▶ Verilen Metin:
****

Mealistler, Ateistler Gibi Çok Yalan Söyler! (Hadisler, Peygamberden 200 yıl sonra yazılmış(!))

Mealistler, Ateistler Gibi Çok Yalan Söyler! (Hadisler, Peygamberden 200 yıl sonra yazılmış(!))
Ateistler için yalan söylemek ve gerektiğinde iftira etmek yasak değildir!
Biz Müslümanlar için büyük günahlardan olan bu fiiller, onlar için çok normal şeylerdir!
Zira bir Ateist, yaratıcıya ve kurallarına inanmaz! Dolayısıyla ahiret, hesap ve cehennem de onu korkutamaz!
 
Haluk Nurbaki hocanın deyimiyle:
 
"Ateist, ne söylese yalandır.
Ben Ateiste saat bile sormam; Onu da yalan söyler..." Onkolog Dr. Haluk Nurbaki
 
Hal böyleyken, ihtiyaç duyduğunda karşı tarafı ikna edebilmek için her türlü yalanı söylemek ve iftirayı atmak, onun vicdanında bir rahatsızlık meydana getirmez!
 
Üzülerek görüyorum ki, günümüzde türemiş yeni yetme Mealistler de tıpkı Ateistler gibi hiç utanmadan ve sıkılmadan Allah'ın Peygamberini yalanlayabiliyor ve kıymetli talebeleri olan Sahabelere de en alçak iftiraları edebiliyorlar! (Binlerle övgüler ve selam Allah'ın Peygamberine, âline ve ashabına olsun!)
 
Bu durum, ister istemez, Mealcierin de tıpkı Ateistler gibi ahirete ve hesaba inanmadıkları noktasında beni şüphelere sevk ediyor!
 
Mealistler hakkındaki bu şüphelerimi kuvvetlendiren en önemli bulgulardan birisi de, hadislerin, Peygamberimizin vefatından 200 sene sonra yazıldığı(!) yalanını ortaya atmalarıdır.
 
Bu din münekkidlerine göre, sahebeler o kadar ilkel ve geri kalmış ki(!), binlerle mucize göstermiş olan son Peygamberin sözleri, onlar için sıradan insanların sözleri gibiymiş!
Bu nasıl bir vehimedir?
 
Nicola Tesla'nın sözlerini size nakleden kafirlere olan itimadınızın, yalanı imansızlıkla eş gören Sahabe efendilerimize de olması lazım gelmez miydi vicdansızlar?
 
Bu nasipsiz cühela takımının tüp sızıntısından etkilenmiş olan beyinlerini uyandırabilmek adına, bir tokat mahiyetinde, Peygamberimizin hadislerini kayda geçiren kıymetli talebelerinden bazılarını burada nakletmeyi uygun gördüm...
 
Allah Teala, kendi milletine, atasına, dinine ve Peygamberine düşman olan bu nasipsizlerin kalbini düzeltsin ve onlara hidayet etsin!

****

▶ Sağlanan Bilgiler:
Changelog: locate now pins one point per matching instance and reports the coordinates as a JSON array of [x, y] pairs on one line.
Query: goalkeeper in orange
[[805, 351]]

****

▶ Yönergeler:
1. Lütfen verilen metinde "Bu durum, ister" ifadesinden başlayıp "yalanını ortaya atmalarıdır." ifadesine kadar, bu ifade de dahil olmak üzere, olan kısmı hiçbir değişiklik yapmadan kopyalayın.
2. Verilen metinde, alıntılanan sözün sahibi Haluk Nurbaki'nin mesleği ne olarak belirtiliyor?

▶ Görev Sonuçları:
1.
Bu durum, ister istemez, Mealcierin de tıpkı Ateistler gibi ahirete ve hesaba inanmadıkları noktasında beni şüphelere sevk ediyor!
 
Mealistler hakkındaki bu şüphelerimi kuvvetlendiren en önemli bulgulardan birisi de, hadislerin, Peygamberimizin vefatından 200 sene sonra yazıldığı(!) yalanını ortaya atmalarıdır.

2. Onkolog.